» **Text for analysis**:
In a recent paper published in the journal Lab on a Chip, Lu and his co-authors demonstrated how they carried out the study using a specific model tissue platform known as integrated vasculature for assessing dynamic events (InVADE) — an investigation that was supported by U of T’s Connaught Fund, the Toronto Innovation Acceleration Partners, and a generous donation from Dr. Michael Wu and Mrs. Teresa Wu.

Using the InVADE platform, they infected a microfabricated perfusable blood vessel-on-a-chip with SARS-CoV-2 to understand how the virus triggers inflammation and vascular dysfunction.

They also screened five compounds with anti-inflammatory properties that had been previously tested by clinicians to see if any of them showed promise in preventing the cytokine storm.

QHREDGS is a peptide which had previously been found to improve cardiomyocyte metabolism and enhance endothelial cell survival. In the study, Lu found that it enhanced vascular functions and repaired the harmful effects of SARS-CoV-2. For example, the function of a vascular structure known as the endothelial barrier was improved by 62 per cent compared with endothelial cells without the peptide, and the secretion of some cytokine storm molecules had been decreased between 1,000- to 10,000-fold.

“Vascular dysfunction can allow SARS-CoV-2 to penetrate into a person’s organs, such as the heart, liver and intestine,” says Lu. “By improving vascular function and reducing inflammation in the body, we hope to prevent the kind of organ failure that has been seen in COVID-19 patients.”

A gloved hand holds a phone-sized device. It contains a 12 x 8 grid of buttons, 2 rows of 4 buttons each are lit up.

PhD candidate Rick Lu holds the InVADE system. Photo courtesy of CRAFT

Composite image: a diagram of peptide movement in the vasculature-on-a-chip model; a chart of chemical concentrations.

The vascular-on-a-chip model is used to study coronavirus-induced vascular dysfunction and identification of potential therapeutics against SARS-CoV-2 infection. Image courtesy of CRAFT

A gloved hand holds a phone-sized device. It contains a 12 x 8 grid of buttons, 2 rows of 4 buttons each are lit up.

PhD candidate Rick Lu holds the InVADE system. Photo courtesy of CRAFT

Composite image: a diagram of peptide movement in the vasculature-on-a-chip model; a chart of chemical concentrations.

» **Actions to take**:
A. From the text above on the vessel-on-a-chip study, retype the part that opens with the words containing "In a recent" and closes with "Mrs. Teresa Wu.".
B. According to the vessel-on-a-chip study text above, by how much did QHREDGS improve the function of the endothelial barrier?

» **Stored data**:
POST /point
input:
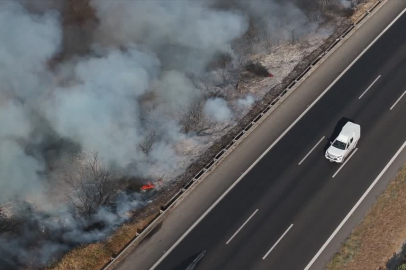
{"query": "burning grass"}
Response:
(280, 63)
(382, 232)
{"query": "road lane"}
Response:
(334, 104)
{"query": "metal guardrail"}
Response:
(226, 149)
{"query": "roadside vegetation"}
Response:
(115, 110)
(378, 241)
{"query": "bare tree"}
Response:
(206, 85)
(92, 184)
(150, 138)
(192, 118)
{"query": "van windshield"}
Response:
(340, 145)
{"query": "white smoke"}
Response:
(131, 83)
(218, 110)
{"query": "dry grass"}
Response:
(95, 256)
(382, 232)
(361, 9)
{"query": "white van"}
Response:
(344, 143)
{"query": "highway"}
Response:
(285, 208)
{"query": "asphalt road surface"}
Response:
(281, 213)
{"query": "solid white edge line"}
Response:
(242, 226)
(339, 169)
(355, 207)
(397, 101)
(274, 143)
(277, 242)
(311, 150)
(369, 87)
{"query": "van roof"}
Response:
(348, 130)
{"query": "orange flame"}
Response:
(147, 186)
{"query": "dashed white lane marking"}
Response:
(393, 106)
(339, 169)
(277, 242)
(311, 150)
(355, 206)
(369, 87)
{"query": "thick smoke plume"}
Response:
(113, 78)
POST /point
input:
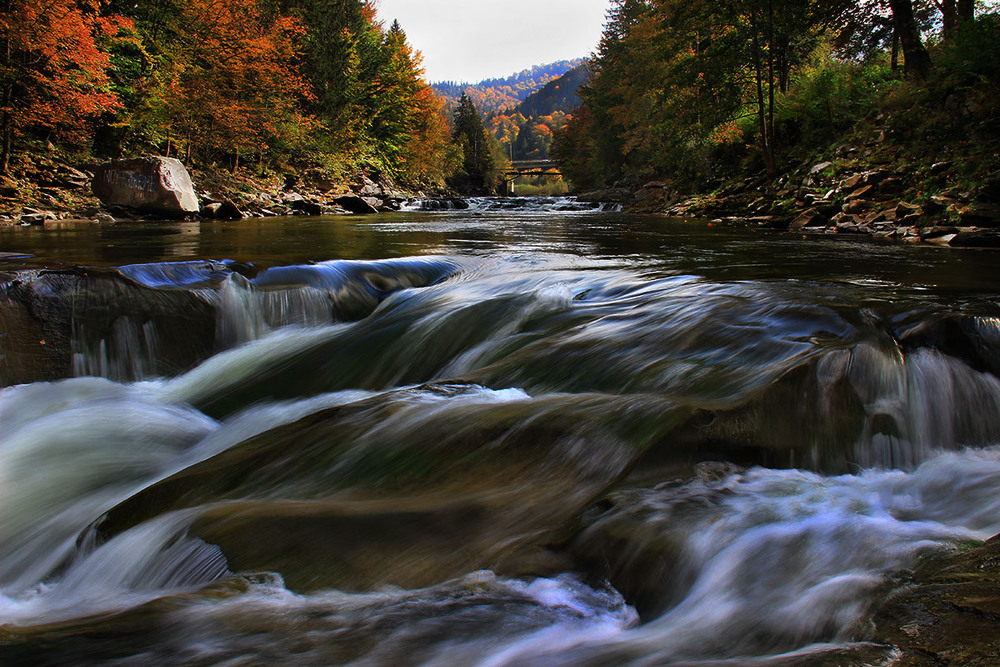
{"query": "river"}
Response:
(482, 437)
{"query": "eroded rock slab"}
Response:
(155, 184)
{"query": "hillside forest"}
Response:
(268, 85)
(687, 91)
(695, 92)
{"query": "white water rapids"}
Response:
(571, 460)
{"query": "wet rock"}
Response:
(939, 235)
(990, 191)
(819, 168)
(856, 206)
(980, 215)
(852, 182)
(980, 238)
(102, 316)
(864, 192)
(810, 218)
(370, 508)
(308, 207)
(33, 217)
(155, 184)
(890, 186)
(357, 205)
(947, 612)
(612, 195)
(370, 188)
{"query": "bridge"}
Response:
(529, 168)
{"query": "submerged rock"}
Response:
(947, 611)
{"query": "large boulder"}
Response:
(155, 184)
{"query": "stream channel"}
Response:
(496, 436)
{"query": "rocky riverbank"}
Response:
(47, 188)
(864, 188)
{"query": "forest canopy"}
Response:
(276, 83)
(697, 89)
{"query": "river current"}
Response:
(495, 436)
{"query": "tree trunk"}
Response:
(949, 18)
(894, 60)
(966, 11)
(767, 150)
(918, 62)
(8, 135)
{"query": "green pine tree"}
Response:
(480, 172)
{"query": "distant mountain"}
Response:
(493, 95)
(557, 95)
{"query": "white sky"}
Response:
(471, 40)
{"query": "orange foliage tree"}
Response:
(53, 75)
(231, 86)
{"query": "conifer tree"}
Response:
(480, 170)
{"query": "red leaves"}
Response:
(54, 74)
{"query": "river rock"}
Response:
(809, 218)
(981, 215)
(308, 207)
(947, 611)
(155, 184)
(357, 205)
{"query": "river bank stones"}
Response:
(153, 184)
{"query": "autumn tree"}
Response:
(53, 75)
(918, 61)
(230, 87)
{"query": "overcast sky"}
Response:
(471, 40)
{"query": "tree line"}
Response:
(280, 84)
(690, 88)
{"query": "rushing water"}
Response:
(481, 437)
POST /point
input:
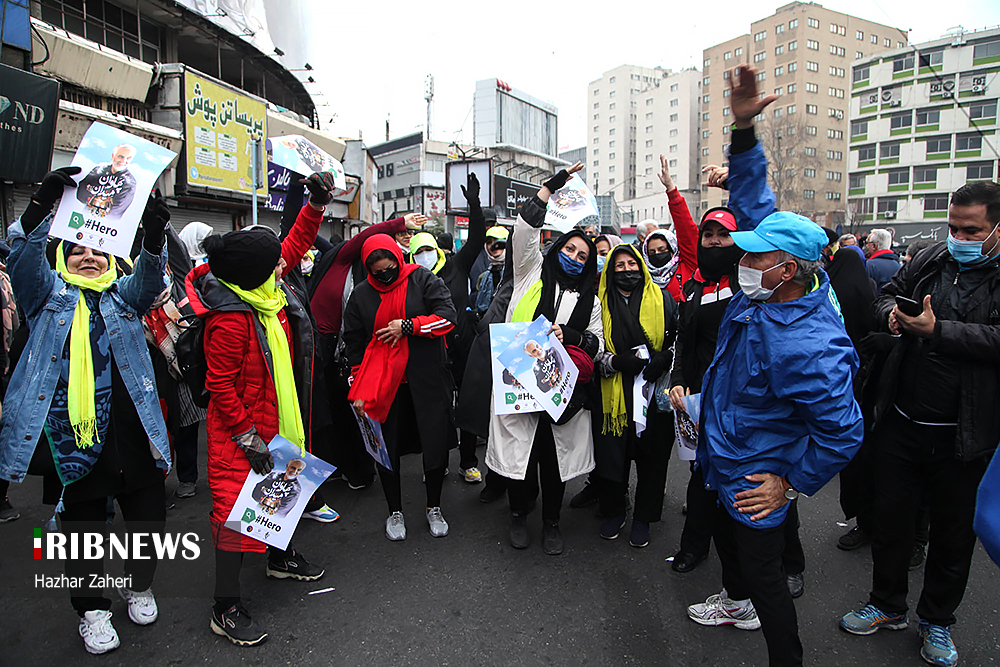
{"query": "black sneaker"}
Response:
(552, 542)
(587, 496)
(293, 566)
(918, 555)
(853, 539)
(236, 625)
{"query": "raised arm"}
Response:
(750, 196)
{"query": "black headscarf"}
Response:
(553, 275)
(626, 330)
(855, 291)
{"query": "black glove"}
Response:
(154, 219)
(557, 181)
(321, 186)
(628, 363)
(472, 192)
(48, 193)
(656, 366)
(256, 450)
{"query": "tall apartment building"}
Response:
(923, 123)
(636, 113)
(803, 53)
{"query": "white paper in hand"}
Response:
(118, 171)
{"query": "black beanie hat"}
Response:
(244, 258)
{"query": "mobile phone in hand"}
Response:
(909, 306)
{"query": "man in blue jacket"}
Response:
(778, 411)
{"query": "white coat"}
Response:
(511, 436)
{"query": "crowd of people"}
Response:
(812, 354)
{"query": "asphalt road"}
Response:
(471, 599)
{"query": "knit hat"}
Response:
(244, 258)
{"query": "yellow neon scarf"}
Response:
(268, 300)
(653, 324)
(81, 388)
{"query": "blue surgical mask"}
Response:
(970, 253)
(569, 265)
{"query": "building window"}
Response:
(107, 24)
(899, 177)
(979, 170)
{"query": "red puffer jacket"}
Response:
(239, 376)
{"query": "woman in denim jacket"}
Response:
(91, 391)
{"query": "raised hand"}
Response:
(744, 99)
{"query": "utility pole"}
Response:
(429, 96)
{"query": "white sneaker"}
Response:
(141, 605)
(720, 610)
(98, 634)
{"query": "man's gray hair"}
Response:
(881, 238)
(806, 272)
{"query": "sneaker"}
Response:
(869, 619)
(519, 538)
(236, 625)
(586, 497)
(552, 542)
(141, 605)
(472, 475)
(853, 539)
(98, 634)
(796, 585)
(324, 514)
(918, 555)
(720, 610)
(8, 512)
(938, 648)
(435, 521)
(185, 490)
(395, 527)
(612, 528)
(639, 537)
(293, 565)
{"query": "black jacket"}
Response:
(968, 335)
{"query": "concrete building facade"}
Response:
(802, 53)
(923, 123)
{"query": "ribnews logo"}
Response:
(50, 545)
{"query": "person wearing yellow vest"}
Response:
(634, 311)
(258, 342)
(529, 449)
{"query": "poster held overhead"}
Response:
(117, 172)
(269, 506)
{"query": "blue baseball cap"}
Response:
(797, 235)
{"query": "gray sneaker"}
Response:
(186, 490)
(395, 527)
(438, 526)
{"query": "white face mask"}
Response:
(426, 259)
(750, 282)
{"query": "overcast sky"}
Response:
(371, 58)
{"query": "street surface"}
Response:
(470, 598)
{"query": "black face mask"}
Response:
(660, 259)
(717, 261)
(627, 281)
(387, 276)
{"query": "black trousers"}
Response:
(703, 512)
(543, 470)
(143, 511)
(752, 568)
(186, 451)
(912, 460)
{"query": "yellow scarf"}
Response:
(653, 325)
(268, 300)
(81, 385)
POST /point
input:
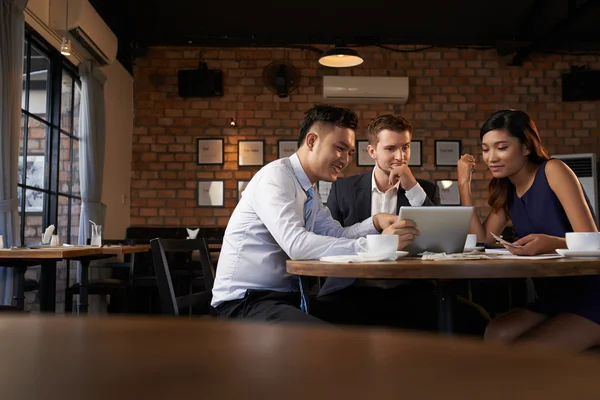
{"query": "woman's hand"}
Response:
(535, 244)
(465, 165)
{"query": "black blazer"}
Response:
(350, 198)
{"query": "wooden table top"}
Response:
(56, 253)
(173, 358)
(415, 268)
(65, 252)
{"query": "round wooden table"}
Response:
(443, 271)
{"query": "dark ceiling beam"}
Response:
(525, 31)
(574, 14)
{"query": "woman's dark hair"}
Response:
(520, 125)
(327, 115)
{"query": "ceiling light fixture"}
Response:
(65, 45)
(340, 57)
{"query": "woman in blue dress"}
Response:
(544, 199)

» **Answers below**:
A.
In a recent paper published in the journal Lab on a Chip, Lu and his co-authors demonstrated how they carried out the study using a specific model tissue platform known as integrated vasculature for assessing dynamic events (InVADE) — an investigation that was supported by U of T’s Connaught Fund, the Toronto Innovation Acceleration Partners, and a generous donation from Dr. Michael Wu and Mrs. Teresa Wu.

B. By 62 percent compared with endothelial cells without the peptide.